## SOAL DAN TUGAS
**A)** Jawablah pertanyaan berikut berdasarkan potongan teks tentang kapal Tampomas II.
(i) Siapa nama penumpang muda keturunan Arab yang berseru dari haluan?
(ii) Apa yang dimaksud dengan anjungan menurut potongan teks?
(iii) Apa yang justru terdengar keras di haluan?
**B)** Ketik ulang bagian potongan teks tentang kapal Tampomas II tanpa mengubah satu huruf pun. Mulailah dari kata-kata "Di tengah kacau-balau" dan berhentilah setelah kata-kata "tengah ancaman maut.".

## POTONGAN TEKS
..........
Di tengah kacau-balau itu, seorang penumpang muda keturunan Arab, Nur Abdullah, berseru dari haluan agar kru di anjungan—tempat tertinggi di kapal—mengumandangkan azan untuk meredakan ombak dan angin, seperti kebiasaan nelayan Bugis. Tetapi yang justru keras terdengar adalah takbir beramai-ramai, sehingga suasana di haluan mirip malam lebaran. Gelap malam dan kepulan asap tebal menjadi satu-satunya yang dapat dilihat penumpang Tampomas II, menanti pergantian hari di tengah ancaman maut.
..........
## DAFTAR BARIS
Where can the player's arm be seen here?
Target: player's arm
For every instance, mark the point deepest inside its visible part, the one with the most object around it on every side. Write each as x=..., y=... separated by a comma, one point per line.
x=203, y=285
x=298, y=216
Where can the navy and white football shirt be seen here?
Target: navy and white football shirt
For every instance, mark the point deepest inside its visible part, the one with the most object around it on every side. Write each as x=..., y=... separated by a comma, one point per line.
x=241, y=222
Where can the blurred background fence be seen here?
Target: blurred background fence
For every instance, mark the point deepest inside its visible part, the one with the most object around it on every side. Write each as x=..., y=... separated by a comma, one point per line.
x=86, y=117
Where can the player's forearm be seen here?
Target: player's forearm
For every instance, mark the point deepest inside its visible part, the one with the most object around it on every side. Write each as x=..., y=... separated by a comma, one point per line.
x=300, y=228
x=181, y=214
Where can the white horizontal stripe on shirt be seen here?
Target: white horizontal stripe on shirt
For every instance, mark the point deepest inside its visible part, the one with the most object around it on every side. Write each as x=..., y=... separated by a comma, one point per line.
..........
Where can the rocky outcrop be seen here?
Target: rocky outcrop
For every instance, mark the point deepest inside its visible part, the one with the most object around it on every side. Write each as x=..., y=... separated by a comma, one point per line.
..........
## JAWABAN TIAP TUGAS
**A)**
(i) Nur Abdullah
(ii) Tempat tertinggi di kapal
(iii) Takbir beramai-ramai

**B)**
Di tengah kacau-balau itu, seorang penumpang muda keturunan Arab, Nur Abdullah, berseru dari haluan agar kru di anjungan—tempat tertinggi di kapal—mengumandangkan azan untuk meredakan ombak dan angin, seperti kebiasaan nelayan Bugis. Tetapi yang justru keras terdengar adalah takbir beramai-ramai, sehingga suasana di haluan mirip malam lebaran. Gelap malam dan kepulan asap tebal menjadi satu-satunya yang dapat dilihat penumpang Tampomas II, menanti pergantian hari di tengah ancaman maut.